*RIGHE DI DATI*.

┄┄┄┄┄┄┄┄┄┄┄┄┄┄┄┄┄┄┄┄

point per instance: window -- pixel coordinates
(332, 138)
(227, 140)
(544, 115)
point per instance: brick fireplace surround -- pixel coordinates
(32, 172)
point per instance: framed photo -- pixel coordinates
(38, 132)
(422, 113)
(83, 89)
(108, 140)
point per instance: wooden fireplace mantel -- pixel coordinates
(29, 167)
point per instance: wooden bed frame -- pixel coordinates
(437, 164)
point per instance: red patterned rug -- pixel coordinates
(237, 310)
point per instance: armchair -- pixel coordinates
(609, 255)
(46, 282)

┄┄┄┄┄┄┄┄┄┄┄┄┄┄┄┄┄┄┄┄

*COMPITO DA SVOLGERE*.
Disponi tutte le righe riportate sopra in un elenco numerato, tralasciando quelle vuote.

*RISPOSTA AL COMPITO*.
1. point per instance: window -- pixel coordinates
2. (332, 138)
3. (227, 140)
4. (544, 115)
5. point per instance: brick fireplace surround -- pixel coordinates
6. (32, 172)
7. point per instance: framed photo -- pixel coordinates
8. (38, 132)
9. (422, 113)
10. (83, 89)
11. (108, 140)
12. point per instance: wooden fireplace mantel -- pixel coordinates
13. (29, 167)
14. point per instance: wooden bed frame -- pixel coordinates
15. (437, 164)
16. point per instance: red patterned rug -- pixel coordinates
17. (237, 310)
18. point per instance: armchair -- pixel coordinates
19. (609, 255)
20. (46, 282)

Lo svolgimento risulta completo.